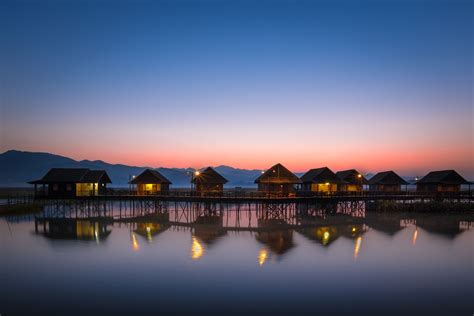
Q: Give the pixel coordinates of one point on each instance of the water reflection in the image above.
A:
(262, 256)
(197, 250)
(150, 230)
(135, 245)
(175, 256)
(66, 228)
(357, 246)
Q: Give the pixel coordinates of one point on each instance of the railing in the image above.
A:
(270, 194)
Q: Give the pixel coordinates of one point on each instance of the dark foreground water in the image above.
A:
(387, 267)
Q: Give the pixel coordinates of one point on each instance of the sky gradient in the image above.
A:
(371, 85)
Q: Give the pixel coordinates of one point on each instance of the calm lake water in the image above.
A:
(411, 266)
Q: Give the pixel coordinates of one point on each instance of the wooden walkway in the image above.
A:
(272, 199)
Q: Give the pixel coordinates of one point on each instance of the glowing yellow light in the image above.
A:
(262, 256)
(415, 236)
(148, 233)
(135, 244)
(357, 247)
(196, 249)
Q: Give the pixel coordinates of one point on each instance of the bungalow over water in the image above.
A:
(386, 181)
(277, 179)
(352, 180)
(320, 180)
(441, 181)
(72, 182)
(208, 181)
(150, 182)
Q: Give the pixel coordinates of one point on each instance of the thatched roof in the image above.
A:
(351, 176)
(320, 175)
(209, 176)
(449, 177)
(387, 178)
(278, 174)
(150, 176)
(73, 175)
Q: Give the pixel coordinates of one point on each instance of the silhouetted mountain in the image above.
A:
(19, 167)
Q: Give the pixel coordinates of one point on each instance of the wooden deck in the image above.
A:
(228, 198)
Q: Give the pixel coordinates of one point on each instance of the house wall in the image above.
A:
(87, 189)
(286, 188)
(351, 187)
(385, 188)
(323, 187)
(438, 188)
(211, 188)
(61, 190)
(148, 188)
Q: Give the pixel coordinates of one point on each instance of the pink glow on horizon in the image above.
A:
(410, 163)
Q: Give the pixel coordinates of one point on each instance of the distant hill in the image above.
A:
(19, 167)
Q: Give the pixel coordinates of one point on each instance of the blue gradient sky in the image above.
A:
(373, 85)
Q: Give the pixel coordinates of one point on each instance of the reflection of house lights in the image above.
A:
(357, 247)
(262, 256)
(415, 236)
(148, 233)
(326, 236)
(135, 244)
(196, 249)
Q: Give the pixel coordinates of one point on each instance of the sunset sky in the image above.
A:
(370, 85)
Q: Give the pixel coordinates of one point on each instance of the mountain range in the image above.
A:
(19, 167)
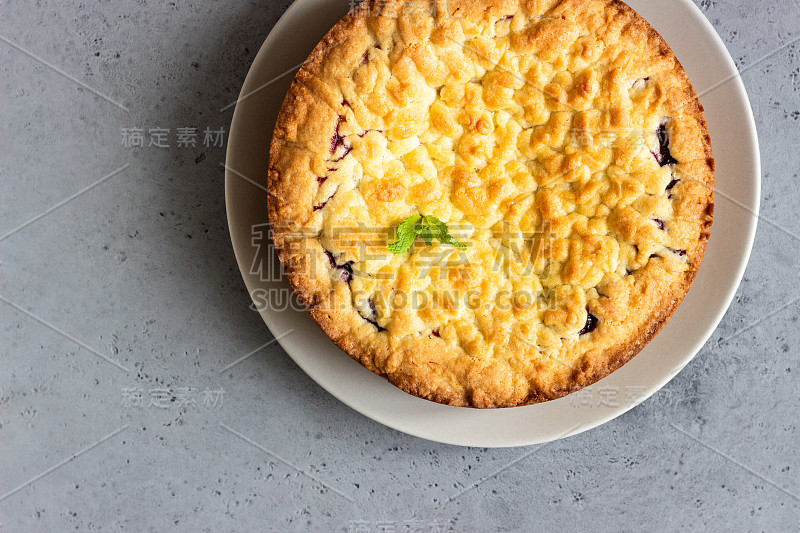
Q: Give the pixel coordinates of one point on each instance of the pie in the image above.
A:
(560, 142)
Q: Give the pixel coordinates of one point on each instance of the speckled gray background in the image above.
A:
(139, 269)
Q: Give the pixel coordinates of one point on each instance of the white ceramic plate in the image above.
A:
(735, 145)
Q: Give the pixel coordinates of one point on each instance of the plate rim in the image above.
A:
(412, 426)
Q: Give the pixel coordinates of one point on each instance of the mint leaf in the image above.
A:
(406, 233)
(428, 228)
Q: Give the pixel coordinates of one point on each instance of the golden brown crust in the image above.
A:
(562, 137)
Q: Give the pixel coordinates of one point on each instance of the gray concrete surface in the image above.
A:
(139, 269)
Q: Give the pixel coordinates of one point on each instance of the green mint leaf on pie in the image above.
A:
(428, 228)
(406, 233)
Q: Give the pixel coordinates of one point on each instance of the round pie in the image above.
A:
(553, 161)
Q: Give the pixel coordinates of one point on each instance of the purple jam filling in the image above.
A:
(663, 157)
(346, 268)
(591, 323)
(337, 140)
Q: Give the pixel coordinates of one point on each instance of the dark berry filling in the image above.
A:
(663, 157)
(320, 206)
(670, 185)
(338, 140)
(591, 323)
(346, 268)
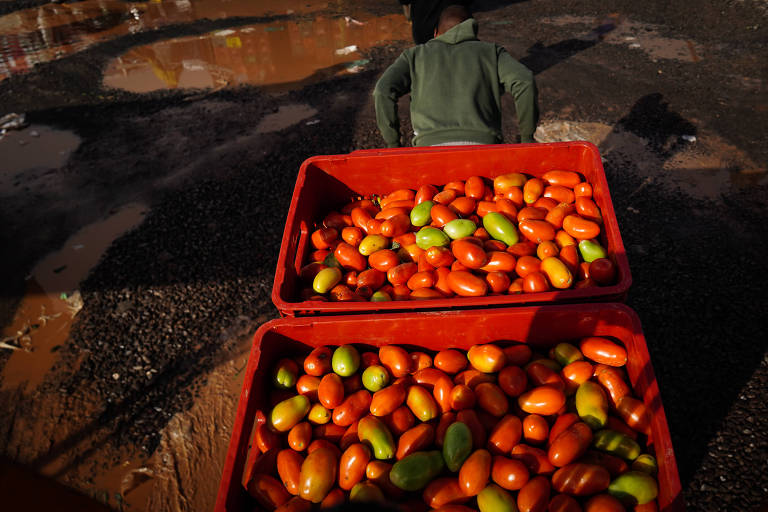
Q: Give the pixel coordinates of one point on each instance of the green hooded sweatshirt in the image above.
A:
(456, 83)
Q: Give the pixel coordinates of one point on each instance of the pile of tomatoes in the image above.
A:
(472, 238)
(496, 428)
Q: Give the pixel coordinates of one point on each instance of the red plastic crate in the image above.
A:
(326, 183)
(541, 326)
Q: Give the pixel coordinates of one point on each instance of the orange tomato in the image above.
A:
(535, 459)
(559, 193)
(474, 472)
(401, 273)
(534, 496)
(424, 193)
(352, 465)
(322, 238)
(491, 398)
(513, 380)
(544, 400)
(535, 282)
(445, 197)
(508, 473)
(415, 439)
(498, 282)
(580, 479)
(466, 284)
(580, 228)
(469, 254)
(567, 179)
(603, 350)
(383, 260)
(300, 436)
(570, 444)
(444, 491)
(352, 408)
(499, 261)
(400, 420)
(532, 190)
(537, 231)
(506, 434)
(386, 400)
(535, 429)
(583, 190)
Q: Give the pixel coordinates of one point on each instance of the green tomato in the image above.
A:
(459, 228)
(591, 250)
(500, 228)
(326, 279)
(420, 214)
(345, 360)
(375, 377)
(431, 237)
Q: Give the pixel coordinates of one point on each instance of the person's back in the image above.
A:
(456, 82)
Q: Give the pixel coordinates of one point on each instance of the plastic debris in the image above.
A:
(12, 121)
(346, 50)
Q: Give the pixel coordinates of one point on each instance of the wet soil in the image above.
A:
(136, 408)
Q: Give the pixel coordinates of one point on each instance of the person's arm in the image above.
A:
(518, 80)
(394, 83)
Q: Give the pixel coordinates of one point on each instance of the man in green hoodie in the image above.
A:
(456, 83)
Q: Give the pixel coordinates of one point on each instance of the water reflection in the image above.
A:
(52, 31)
(266, 54)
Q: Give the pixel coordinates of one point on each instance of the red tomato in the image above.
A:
(580, 479)
(534, 496)
(499, 261)
(491, 398)
(450, 361)
(513, 380)
(544, 400)
(559, 193)
(580, 228)
(474, 473)
(469, 254)
(415, 439)
(466, 284)
(510, 474)
(535, 429)
(352, 465)
(318, 362)
(531, 213)
(535, 282)
(505, 435)
(603, 350)
(603, 271)
(537, 231)
(498, 282)
(570, 444)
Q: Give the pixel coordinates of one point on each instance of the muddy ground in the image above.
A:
(135, 400)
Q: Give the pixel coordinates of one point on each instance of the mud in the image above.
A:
(136, 409)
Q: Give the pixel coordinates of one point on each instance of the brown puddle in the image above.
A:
(43, 319)
(55, 30)
(271, 54)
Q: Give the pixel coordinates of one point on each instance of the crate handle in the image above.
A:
(301, 246)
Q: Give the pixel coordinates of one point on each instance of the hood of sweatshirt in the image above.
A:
(464, 31)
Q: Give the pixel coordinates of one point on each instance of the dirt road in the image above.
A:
(140, 230)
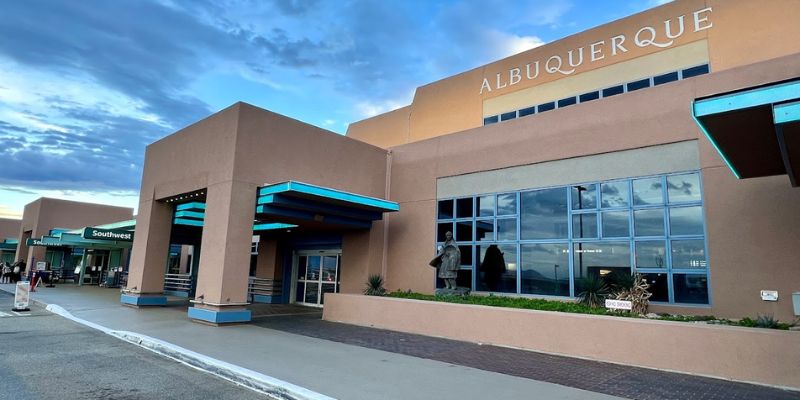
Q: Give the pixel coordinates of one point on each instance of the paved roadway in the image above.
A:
(44, 356)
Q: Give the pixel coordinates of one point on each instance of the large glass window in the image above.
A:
(546, 241)
(544, 214)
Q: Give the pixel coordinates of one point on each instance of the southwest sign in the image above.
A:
(116, 235)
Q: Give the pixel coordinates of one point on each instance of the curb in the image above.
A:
(250, 379)
(265, 384)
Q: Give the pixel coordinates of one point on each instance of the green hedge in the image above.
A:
(570, 307)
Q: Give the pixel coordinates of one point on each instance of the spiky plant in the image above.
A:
(594, 292)
(637, 294)
(375, 286)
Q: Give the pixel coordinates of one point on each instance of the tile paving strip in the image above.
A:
(595, 376)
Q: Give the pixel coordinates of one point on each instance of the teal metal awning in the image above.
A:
(755, 130)
(306, 205)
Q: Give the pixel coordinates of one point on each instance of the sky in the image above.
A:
(86, 85)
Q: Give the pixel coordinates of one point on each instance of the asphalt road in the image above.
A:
(44, 356)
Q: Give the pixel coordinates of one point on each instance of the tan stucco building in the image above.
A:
(45, 217)
(612, 151)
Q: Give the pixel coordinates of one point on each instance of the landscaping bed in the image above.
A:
(762, 321)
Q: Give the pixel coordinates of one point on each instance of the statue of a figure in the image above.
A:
(447, 261)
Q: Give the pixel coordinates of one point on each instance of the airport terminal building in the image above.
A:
(666, 143)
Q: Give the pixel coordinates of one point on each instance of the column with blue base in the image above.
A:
(223, 273)
(216, 315)
(143, 300)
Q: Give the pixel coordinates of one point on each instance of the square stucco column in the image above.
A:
(149, 255)
(225, 257)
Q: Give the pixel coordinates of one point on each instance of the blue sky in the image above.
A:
(86, 85)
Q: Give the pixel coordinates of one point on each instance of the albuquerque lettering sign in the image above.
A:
(108, 234)
(660, 36)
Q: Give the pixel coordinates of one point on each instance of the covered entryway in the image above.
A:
(315, 273)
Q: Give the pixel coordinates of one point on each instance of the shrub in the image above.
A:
(636, 292)
(375, 286)
(594, 292)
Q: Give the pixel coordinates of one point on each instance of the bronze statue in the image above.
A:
(447, 261)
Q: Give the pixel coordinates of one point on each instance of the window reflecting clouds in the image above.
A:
(605, 230)
(683, 188)
(648, 191)
(614, 194)
(545, 269)
(544, 214)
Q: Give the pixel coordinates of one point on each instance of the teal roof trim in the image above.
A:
(785, 113)
(748, 98)
(305, 188)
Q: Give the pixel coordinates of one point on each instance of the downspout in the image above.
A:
(387, 195)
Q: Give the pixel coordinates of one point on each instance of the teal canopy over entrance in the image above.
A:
(304, 205)
(755, 130)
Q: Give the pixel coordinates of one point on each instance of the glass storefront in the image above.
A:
(544, 241)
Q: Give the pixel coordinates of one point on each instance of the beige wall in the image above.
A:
(762, 242)
(44, 214)
(743, 32)
(762, 356)
(9, 228)
(228, 156)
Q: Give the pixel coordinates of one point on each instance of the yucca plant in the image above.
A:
(594, 292)
(637, 294)
(375, 286)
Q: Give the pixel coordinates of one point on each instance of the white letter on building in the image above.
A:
(498, 83)
(615, 45)
(486, 86)
(595, 51)
(514, 76)
(698, 20)
(668, 28)
(580, 61)
(528, 70)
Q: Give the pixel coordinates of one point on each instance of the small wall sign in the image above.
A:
(619, 304)
(769, 295)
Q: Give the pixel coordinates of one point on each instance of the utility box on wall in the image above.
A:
(796, 302)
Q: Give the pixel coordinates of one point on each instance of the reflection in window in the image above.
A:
(584, 225)
(651, 254)
(545, 269)
(445, 209)
(688, 253)
(615, 224)
(484, 229)
(506, 204)
(485, 206)
(648, 222)
(584, 196)
(464, 208)
(463, 231)
(690, 288)
(614, 194)
(683, 188)
(648, 191)
(603, 260)
(658, 286)
(544, 214)
(507, 229)
(686, 221)
(498, 268)
(442, 229)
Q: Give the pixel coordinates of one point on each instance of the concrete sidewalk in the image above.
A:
(334, 369)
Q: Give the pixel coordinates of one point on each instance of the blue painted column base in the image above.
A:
(219, 317)
(143, 300)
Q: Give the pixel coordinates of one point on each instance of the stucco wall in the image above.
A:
(752, 225)
(746, 354)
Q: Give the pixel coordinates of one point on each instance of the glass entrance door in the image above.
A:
(316, 273)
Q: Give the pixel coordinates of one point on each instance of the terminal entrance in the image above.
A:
(315, 273)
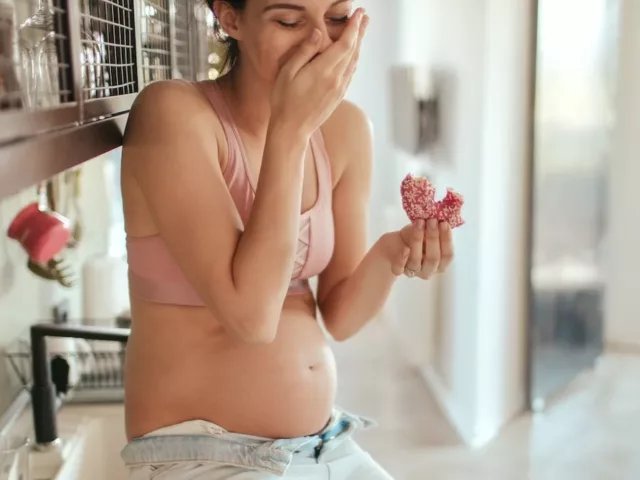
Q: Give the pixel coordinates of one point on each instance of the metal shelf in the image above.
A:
(72, 70)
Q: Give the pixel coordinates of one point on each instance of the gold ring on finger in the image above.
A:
(410, 273)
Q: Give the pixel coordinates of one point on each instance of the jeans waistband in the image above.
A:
(271, 455)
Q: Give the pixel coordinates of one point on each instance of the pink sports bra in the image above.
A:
(155, 276)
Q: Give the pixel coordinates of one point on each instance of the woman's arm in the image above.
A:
(355, 286)
(171, 153)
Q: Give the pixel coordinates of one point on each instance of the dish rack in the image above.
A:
(84, 367)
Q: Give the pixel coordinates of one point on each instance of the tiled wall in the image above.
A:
(25, 298)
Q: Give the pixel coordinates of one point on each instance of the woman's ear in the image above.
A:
(228, 17)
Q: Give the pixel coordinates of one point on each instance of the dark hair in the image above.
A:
(233, 51)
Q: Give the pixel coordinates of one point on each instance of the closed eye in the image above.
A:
(288, 24)
(334, 21)
(340, 20)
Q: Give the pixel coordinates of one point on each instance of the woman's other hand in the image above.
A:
(420, 249)
(313, 82)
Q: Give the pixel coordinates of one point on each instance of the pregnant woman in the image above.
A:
(236, 192)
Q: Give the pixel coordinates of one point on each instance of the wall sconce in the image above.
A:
(414, 109)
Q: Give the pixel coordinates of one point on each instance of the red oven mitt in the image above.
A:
(418, 201)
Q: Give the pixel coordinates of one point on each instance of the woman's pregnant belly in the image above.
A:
(181, 365)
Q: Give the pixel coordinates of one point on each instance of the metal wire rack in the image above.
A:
(183, 21)
(107, 58)
(97, 366)
(35, 68)
(155, 41)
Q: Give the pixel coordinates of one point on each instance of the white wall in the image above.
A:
(474, 359)
(623, 301)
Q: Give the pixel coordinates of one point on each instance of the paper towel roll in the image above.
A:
(105, 291)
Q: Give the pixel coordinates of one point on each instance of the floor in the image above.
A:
(592, 433)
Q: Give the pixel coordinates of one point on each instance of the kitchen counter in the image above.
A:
(91, 435)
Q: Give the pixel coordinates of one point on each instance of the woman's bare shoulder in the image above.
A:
(168, 107)
(348, 136)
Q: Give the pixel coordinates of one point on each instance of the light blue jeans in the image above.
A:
(201, 450)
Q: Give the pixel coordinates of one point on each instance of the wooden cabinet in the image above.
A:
(71, 69)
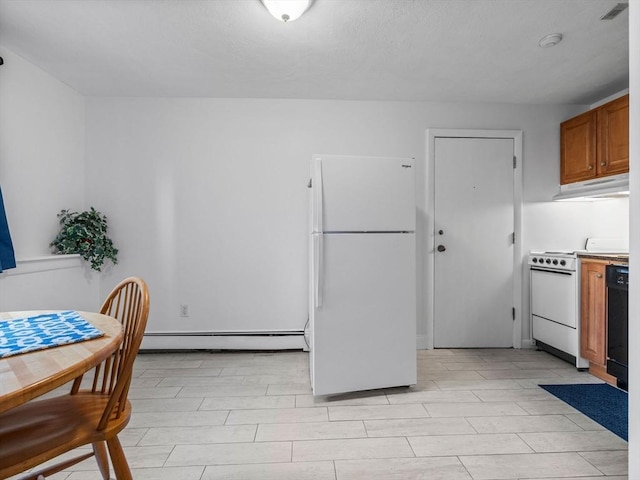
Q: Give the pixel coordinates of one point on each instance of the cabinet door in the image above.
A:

◇ ◇ ◇

Work to be completed ->
Copy out nothing but the lines from the beginning of the records through the one that contains "lights in the image above.". Skip the pictures.

Completed exercise ->
Q: Give the pixel coordinates of one point on each instance of the water reflection in the image above.
A:
(262, 256)
(197, 250)
(150, 230)
(135, 245)
(175, 256)
(66, 228)
(357, 246)
Q: Give the pixel coordinates of one point on each instance of the railing in the image above.
A:
(270, 194)
Q: Give the pixel coordinates of one point on each instance of the dark foreground water in the image above.
A:
(387, 267)
Q: Give the pixel coordinates of one point on each instance of the sky gradient in the image above.
A:
(371, 85)
Q: Give the pixel coordinates of one point on each instance of the calm lake water in the image above.
A:
(411, 266)
Q: Give the pixel coordinates of one point on each instance of the wooden walkway in the image above.
A:
(272, 199)
Q: Give the pixel coordinates of one point on each instance of the glowing yellow light in the image above.
A:
(262, 256)
(415, 236)
(148, 233)
(135, 244)
(357, 247)
(196, 249)
Q: Give the pixel coordinates of one point on each instance of the bungalow over water in the image above.
A:
(386, 181)
(277, 179)
(352, 180)
(320, 180)
(441, 181)
(72, 182)
(208, 181)
(150, 182)
Q: Give the pixel coordinates of one point on each instance of the thatched roof in the image above.
A:
(351, 176)
(320, 175)
(209, 176)
(449, 177)
(387, 178)
(278, 174)
(150, 176)
(73, 175)
Q: Give the pixel coordinates of one point on each instance of the silhouetted mountain in the image above.
A:
(19, 167)
Q: Give the pixel coordinates of one point on each instance of the wooden deck in the image above.
A:
(228, 198)
Q: Give the pixel coordinates of one point on each instance of the house wall in the image above.
A:
(87, 189)
(286, 188)
(351, 187)
(385, 188)
(323, 187)
(438, 188)
(211, 188)
(61, 190)
(148, 188)
Q: Give the pixel coordinates of one point on each instance of the pink glow on horizon in the image above.
A:
(410, 163)
Q: Give the pixel coordinates of one point on each instance of the distant hill in the image above.
A:
(19, 167)
Q: Give the pixel coordinates of one point on each instance of the blue gradient sky in the image above.
A:
(373, 85)
Q: Give the pixel coordinates of one point on each instance of the reflection of house lights in the image above.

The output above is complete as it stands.